▶ **Text extract**
* * * * * * * * *

- 1938 US Theatrical Poster
- Directed by: Edmund Goulding
- Written by: John Monk Saunders (story) Seton I. Miller Dan Totheroh
- Produced by: Jack L. Warner (executive producer) Hal B. Wallis (executive producer) Robert Lord (associate producer)
- Starring: Errol Flynn Basil Rathbone David Niven
- Cinematography: Tony Gaudio
- Edited by: Ralph Dawson
- Music by: Max Steiner
- Distributed by: Warner Bros. Pictures
- Release date: December 24, 1938;
- Running time: 103 minutes
- Country: United States
- Language: English
- Budget: $500,000
- Box office: $2,185,000

= The Dawn Patrol (1938 film) =

1938 film by Edmund Goulding

The Dawn Patrol is a 1938 American war film, a remake of the pre-Code 1930 film of the same title. Both were based on the short story "The Flight Commander" by John Monk Saunders, an American writer said to have been haunted by his inability to get into combat as a flyer with the U.S. Air Service.

The film, directed by Edmund Goulding, stars Errol Flynn, Basil Rathbone and David Niven as Royal Flying Corps fighter pilots in World War I. Of the several films that Flynn and Rathbone appeared in together, it is the only one in which their characters are on the same side. Although sparring, as in their other roles, their characters are fast friends and comrades in danger.

The Dawn Patrols story romanticizes many aspects of the World War I aviation experience that have since become clichés: white scarves, hard-drinking fatalism by doomed pilots, chivalry in the air between combatants, the short life expectancy of new pilots, and the legend of the "Red Baron". However, The Dawn Patrol also contains underlying thematic realism in showing the severe emotional scars suffered by military commanders who must constantly order men to their deaths.

* * * * * * * * *

▶ **Data rows**
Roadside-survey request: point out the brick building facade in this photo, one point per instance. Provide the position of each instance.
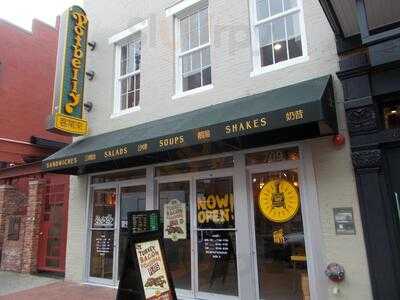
(32, 223)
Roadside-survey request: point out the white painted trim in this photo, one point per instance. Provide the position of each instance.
(193, 92)
(312, 224)
(124, 112)
(255, 45)
(279, 66)
(180, 6)
(116, 38)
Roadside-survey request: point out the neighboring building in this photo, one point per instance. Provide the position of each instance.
(228, 108)
(367, 39)
(33, 205)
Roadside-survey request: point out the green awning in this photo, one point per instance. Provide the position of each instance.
(288, 107)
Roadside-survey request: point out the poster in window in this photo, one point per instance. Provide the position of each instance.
(175, 220)
(152, 271)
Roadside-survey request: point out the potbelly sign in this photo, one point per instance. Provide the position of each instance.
(67, 113)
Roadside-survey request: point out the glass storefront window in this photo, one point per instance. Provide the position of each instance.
(216, 236)
(280, 245)
(173, 197)
(102, 249)
(102, 232)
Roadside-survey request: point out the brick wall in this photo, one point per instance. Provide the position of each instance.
(20, 255)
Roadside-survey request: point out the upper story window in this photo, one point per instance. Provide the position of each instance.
(128, 74)
(278, 34)
(193, 50)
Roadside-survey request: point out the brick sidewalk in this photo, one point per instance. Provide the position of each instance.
(65, 291)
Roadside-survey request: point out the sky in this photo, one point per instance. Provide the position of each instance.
(21, 12)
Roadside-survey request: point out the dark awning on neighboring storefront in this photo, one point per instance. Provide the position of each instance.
(295, 112)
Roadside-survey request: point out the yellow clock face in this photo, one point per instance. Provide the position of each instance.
(279, 201)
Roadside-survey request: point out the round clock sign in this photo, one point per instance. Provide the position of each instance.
(279, 201)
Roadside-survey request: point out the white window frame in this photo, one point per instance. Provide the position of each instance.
(119, 40)
(255, 42)
(179, 93)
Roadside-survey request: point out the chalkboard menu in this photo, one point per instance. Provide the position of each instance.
(104, 244)
(142, 222)
(145, 273)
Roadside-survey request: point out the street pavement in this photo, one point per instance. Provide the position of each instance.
(15, 286)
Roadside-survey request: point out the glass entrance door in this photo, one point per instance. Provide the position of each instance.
(216, 238)
(281, 259)
(199, 235)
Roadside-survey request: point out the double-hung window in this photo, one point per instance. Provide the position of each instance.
(278, 34)
(193, 51)
(128, 75)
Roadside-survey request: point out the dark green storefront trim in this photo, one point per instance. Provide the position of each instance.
(289, 107)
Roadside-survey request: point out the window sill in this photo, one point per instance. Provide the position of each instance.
(193, 92)
(124, 112)
(279, 66)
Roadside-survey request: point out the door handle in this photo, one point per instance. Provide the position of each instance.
(396, 196)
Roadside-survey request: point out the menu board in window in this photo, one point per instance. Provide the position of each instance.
(144, 221)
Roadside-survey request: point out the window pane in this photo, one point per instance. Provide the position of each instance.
(278, 30)
(205, 57)
(186, 64)
(137, 97)
(194, 31)
(124, 52)
(265, 44)
(196, 61)
(123, 101)
(207, 76)
(262, 9)
(265, 34)
(289, 4)
(276, 6)
(204, 36)
(185, 42)
(294, 36)
(138, 55)
(184, 32)
(123, 67)
(137, 78)
(131, 83)
(280, 44)
(266, 56)
(131, 100)
(192, 82)
(123, 85)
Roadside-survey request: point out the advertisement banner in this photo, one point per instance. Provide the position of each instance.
(153, 271)
(67, 112)
(175, 220)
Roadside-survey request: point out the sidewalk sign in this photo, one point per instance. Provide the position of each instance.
(145, 274)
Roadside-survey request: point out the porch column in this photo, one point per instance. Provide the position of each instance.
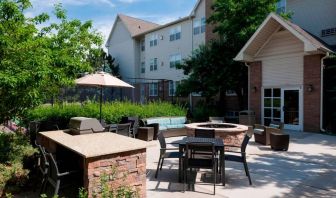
(255, 89)
(312, 93)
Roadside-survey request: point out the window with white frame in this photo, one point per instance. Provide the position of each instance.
(199, 26)
(175, 33)
(172, 87)
(203, 25)
(281, 6)
(153, 89)
(174, 60)
(153, 64)
(153, 40)
(230, 92)
(142, 45)
(143, 67)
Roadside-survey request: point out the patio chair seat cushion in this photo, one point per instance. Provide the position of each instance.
(258, 131)
(276, 126)
(178, 121)
(174, 126)
(161, 128)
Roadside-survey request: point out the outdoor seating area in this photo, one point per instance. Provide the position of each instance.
(299, 172)
(165, 99)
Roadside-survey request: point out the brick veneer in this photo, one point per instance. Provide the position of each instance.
(311, 106)
(256, 81)
(130, 168)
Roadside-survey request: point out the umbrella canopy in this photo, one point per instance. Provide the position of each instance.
(101, 79)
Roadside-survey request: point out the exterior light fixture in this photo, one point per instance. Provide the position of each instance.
(310, 88)
(254, 89)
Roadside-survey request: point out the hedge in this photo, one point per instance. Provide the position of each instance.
(112, 112)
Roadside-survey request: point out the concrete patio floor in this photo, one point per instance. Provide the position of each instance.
(307, 169)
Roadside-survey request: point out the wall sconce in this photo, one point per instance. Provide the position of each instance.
(254, 89)
(310, 88)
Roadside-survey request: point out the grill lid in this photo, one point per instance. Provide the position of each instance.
(81, 125)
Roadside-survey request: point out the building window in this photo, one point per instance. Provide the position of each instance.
(328, 32)
(142, 45)
(175, 33)
(153, 89)
(172, 87)
(203, 25)
(153, 40)
(143, 67)
(174, 60)
(281, 6)
(153, 64)
(199, 26)
(230, 93)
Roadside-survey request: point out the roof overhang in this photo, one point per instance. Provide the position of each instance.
(272, 24)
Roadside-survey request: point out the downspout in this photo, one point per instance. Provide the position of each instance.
(322, 90)
(248, 86)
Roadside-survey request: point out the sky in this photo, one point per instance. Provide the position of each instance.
(104, 12)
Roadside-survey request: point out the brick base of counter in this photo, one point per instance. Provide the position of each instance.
(129, 168)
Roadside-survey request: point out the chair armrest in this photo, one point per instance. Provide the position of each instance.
(258, 126)
(272, 130)
(67, 173)
(164, 149)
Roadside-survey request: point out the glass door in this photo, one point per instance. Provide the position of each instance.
(291, 115)
(272, 105)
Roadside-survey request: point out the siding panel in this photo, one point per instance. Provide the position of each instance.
(282, 61)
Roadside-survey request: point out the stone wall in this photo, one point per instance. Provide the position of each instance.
(124, 169)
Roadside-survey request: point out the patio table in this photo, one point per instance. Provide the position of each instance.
(219, 146)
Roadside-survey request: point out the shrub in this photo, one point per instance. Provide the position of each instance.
(111, 112)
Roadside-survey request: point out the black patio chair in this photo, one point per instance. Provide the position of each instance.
(42, 165)
(173, 153)
(205, 133)
(205, 162)
(124, 129)
(54, 175)
(239, 156)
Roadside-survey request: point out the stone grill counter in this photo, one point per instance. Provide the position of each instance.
(103, 153)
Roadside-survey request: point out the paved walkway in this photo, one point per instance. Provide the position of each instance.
(307, 169)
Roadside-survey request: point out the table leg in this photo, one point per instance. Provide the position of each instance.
(180, 164)
(222, 166)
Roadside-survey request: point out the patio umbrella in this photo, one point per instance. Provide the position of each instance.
(102, 79)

* * * * * * * * *

▶ **What you need to do**
1. Reproduce, word for word, the part of the Dawn Patrol film article that opens with the words containing "The film, directed" and closes with "to their deaths.".
2. Please carry on the Dawn Patrol film article from the point where it stops.

▶ **Expected answers**
1.
The film, directed by Edmund Goulding, stars Errol Flynn, Basil Rathbone and David Niven as Royal Flying Corps fighter pilots in World War I. Of the several films that Flynn and Rathbone appeared in together, it is the only one in which their characters are on the same side. Although sparring, as in their other roles, their characters are fast friends and comrades in danger.

The Dawn Patrols story romanticizes many aspects of the World War I aviation experience that have since become clichés: white scarves, hard-drinking fatalism by doomed pilots, chivalry in the air between combatants, the short life expectancy of new pilots, and the legend of the "Red Baron". However, The Dawn Patrol also contains underlying thematic realism in showing the severe emotional scars suffered by military commanders who must constantly order men to their deaths.

2.
==Plot==
In 1915, at the airfield in France of 59 Squadron Royal Flying Corps, Major Brand, the squadron leader and his adjutant Phipps anxiously await the return of the dawn patrol. Brand is near his breaking point. He has lost 16 pilots in the previous two weeks, nearly all of them young replacements with little training and no combat experience. Brand is ordered to send up tomorrow what amounts to a suicide mission. Captain Courtney, leader of A Flight, and his good friend "Scotty" Scott return but two of the replacements are not so lucky and another, Hollister, is severely depressed by having witnessed the death of his best friend. The survivors repair to the bar in their mess for drinks and fatalistic revelry. Courtney does his best to console Hollister but the youngster breaks down in grief.

When Brand announces the next day's dawn patrol, Courtney tells Brand he does not have enough men. Brand retorts that more replacements are on the way. From the four green pilots, Courtney picks the two with the most flying hours to go on the mission. Only four return this time; Scott has been lost along with the two new men. Courtney tells a sympathetic Brand that Scott went down saving Hollister. Just then, British troops bring in the German who downed Scott, Hauptmann von Mueller. Courtney overcomes his initial rage when Brand informs von Mueller that it was Courtney who shot him down and the German graciously acknowledges him. Courtney then offers the German a drink. The guilt-ridden Hollister tries to attack the prisoner, but is restrained. Then, a grimy Scotty appears.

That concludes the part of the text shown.